> _WHAT TO DO_
Please restate the data word for word, leaving out no line.

═════ DATASET RECORDS

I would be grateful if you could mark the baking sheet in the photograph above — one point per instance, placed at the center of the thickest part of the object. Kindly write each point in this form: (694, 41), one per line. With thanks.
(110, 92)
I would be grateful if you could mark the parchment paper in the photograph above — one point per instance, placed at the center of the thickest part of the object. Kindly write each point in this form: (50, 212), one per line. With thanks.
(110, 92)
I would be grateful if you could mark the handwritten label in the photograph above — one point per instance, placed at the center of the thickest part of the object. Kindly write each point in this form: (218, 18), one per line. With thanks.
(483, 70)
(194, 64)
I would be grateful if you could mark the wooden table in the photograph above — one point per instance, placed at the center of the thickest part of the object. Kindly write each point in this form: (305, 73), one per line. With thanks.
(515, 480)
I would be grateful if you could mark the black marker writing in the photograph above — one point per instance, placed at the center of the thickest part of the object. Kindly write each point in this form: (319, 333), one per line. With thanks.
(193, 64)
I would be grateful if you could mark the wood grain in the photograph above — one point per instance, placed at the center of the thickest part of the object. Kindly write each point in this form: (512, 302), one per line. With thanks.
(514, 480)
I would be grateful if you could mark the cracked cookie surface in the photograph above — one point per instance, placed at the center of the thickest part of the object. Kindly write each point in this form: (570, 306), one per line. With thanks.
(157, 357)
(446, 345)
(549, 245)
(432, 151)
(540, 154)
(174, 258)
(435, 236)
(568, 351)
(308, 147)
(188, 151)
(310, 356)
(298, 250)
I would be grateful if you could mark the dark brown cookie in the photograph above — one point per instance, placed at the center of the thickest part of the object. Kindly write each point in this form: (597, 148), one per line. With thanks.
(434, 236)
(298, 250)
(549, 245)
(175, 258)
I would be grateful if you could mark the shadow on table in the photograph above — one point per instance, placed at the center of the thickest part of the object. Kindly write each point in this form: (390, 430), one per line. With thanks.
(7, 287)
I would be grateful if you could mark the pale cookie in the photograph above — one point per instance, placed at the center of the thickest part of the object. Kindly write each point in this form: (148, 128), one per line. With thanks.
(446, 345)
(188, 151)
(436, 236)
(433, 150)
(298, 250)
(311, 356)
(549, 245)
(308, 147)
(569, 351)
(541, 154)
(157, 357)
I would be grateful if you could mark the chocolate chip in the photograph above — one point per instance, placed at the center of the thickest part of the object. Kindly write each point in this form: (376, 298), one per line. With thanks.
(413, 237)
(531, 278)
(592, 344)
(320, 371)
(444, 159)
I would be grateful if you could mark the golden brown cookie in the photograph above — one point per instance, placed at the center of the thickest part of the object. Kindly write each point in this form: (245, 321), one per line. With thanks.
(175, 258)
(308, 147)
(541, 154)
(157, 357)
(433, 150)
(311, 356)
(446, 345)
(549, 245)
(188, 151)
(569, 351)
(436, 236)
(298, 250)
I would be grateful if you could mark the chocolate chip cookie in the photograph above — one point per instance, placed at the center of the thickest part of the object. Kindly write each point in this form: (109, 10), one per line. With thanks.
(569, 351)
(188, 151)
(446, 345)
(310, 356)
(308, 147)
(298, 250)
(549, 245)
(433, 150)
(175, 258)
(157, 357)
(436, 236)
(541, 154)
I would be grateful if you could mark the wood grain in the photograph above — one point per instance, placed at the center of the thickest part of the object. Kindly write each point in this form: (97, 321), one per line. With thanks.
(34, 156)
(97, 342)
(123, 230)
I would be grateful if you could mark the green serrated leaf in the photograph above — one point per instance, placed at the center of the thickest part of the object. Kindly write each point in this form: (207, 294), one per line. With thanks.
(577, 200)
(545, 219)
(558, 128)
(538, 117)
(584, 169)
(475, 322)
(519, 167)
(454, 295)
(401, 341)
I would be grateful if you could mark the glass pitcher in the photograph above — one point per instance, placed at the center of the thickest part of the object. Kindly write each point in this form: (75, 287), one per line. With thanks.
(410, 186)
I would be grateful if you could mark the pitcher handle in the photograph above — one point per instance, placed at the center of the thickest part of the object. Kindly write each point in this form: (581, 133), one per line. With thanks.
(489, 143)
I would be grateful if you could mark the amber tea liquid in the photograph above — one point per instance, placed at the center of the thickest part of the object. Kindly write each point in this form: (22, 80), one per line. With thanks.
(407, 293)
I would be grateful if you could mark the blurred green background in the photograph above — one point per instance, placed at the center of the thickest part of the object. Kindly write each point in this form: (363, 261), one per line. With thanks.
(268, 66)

══════════

> _ANSWER SECTION_
I would be grateful if you could mark the baking sheet in the photograph above — one point per instance, placed at the center of the thickest part of the object. Kindly write each point in this form: (694, 41), one per line. With thanks.
(110, 92)
I would be grateful if you could mark the parchment paper in the photograph above — one point per instance, placed at the center of the thickest part of the object. Kindly write each point in this form: (50, 212), one per line. With thanks.
(110, 92)
I would be grateful if you could mark the handwritten label in the photograph above — one point per instance, placed at the center of the thickest part of the object. Kindly write each point in this form: (218, 18), one per line. With thanks.
(483, 70)
(194, 64)
I would be grateful if you could mark the wooden table in the photograph above — one point per instance, placed at the center of the thickest part of the object. Kindly write each point in this form: (305, 73), one per line. With thanks.
(515, 480)
I would be grateful if you could mark the black marker writing in the photograph above — one point per instance, placed at the center of the thickest part of the object. Kindly write each point in this form: (319, 333), one per line. With thanks.
(193, 64)
I would be grateful if you could mark the wood grain in the photograph above — one point per instance, placed at the center of the thickest part of the object. Kindly write each point in this form: (512, 302), one per line. With thanks.
(514, 480)
I would be grateful if you could mark the cracked cookie surface in the photograph above — one point per instance, placed at the center of the thickest part of the object. Kindly write each point in this form: (570, 306), one per line. With thanks.
(157, 357)
(446, 345)
(549, 245)
(432, 151)
(540, 154)
(174, 258)
(435, 236)
(568, 351)
(308, 147)
(188, 151)
(310, 356)
(298, 250)
I would be grateful if you could mark the dark brown cookie in the photograph above — one point per instance, placed at the center of the thickest part of the object. Kindly write each point in this form: (597, 148), one per line. With thanks.
(434, 236)
(298, 250)
(549, 245)
(175, 258)
I would be grateful if you could mark the shadow on table in the photograph above — one point per instance, placed at the center of the thickest part of the object. Kindly write each point in this form: (390, 430), one per line. With thanks.
(7, 287)
I would be grateful if you could mark the pale cookie in the photograph above — one point per instance, placed at the center of the thickest part of the object. Kindly write each point in this form: (148, 128), one per line. With thanks.
(446, 345)
(188, 151)
(436, 236)
(433, 150)
(298, 250)
(311, 356)
(549, 245)
(308, 147)
(569, 351)
(541, 154)
(157, 357)
I would be grateful if you could mark the chocolate chip in the photograph above — one point per instance, placed at the center of the thickest part of the object. Kindly write each point in this form: (376, 298), one per line. With thanks.
(413, 237)
(531, 278)
(592, 344)
(320, 371)
(444, 159)
I would be grateful if you could mark the golden brown cookie in the photograph above — one point per instance, placed at the center of the thickest part of the object. Kindly write each point in this form: (245, 321), one per line. With thanks.
(175, 258)
(308, 147)
(541, 154)
(157, 357)
(433, 150)
(311, 356)
(446, 345)
(549, 245)
(188, 151)
(569, 351)
(436, 236)
(298, 250)
I would be grateful if you could mark the chocolate chip cookie in the photograph above — one point per instance, placed at the center of the thickest part of the object. Kindly write each point in this form: (109, 10), one per line. With thanks.
(569, 351)
(188, 151)
(446, 345)
(310, 356)
(308, 147)
(298, 250)
(549, 245)
(433, 150)
(175, 258)
(157, 357)
(436, 236)
(541, 154)
I would be grateful if you could mark the wood grain in the photograph above — one point per instance, placed at the center of the thickest part of the object. Kindly write each point in this form: (97, 321), one per line. With thanks.
(34, 156)
(97, 342)
(123, 230)
I would be grateful if you could mark the green serrated leaf in the photograph above — one point per instance, placed at the center of the thickest part of the object. Kindly write each point in this form: (207, 294), one per line. With thanks.
(577, 200)
(545, 219)
(558, 128)
(538, 117)
(584, 169)
(475, 322)
(519, 167)
(454, 295)
(401, 341)
I would be grateful if you could mark the glass pitcher in the photograph above — one point per instance, placed at the center of the thickest part of the object. Kindly write each point in this form: (75, 287), one per line. With thanks.
(410, 186)
I would be grateful if you could mark the pitcher handle in the photograph above — one point per instance, placed at the center of the thickest part of the object. Kindly write each point in this form: (581, 133), one per line. With thanks.
(489, 143)
I would be grateful if you could mark the amber tea liquid in the photograph above — one point per instance, placed at the center of the thickest part of the object. Kindly write each point in this form: (22, 80), one per line. With thanks.
(407, 293)
I would be grateful if you could mark the blurred green background in the photograph above — one point per instance, placed at the center of the thickest part of the object. Kindly write each point in this form: (363, 261), one per line. With thanks.
(268, 66)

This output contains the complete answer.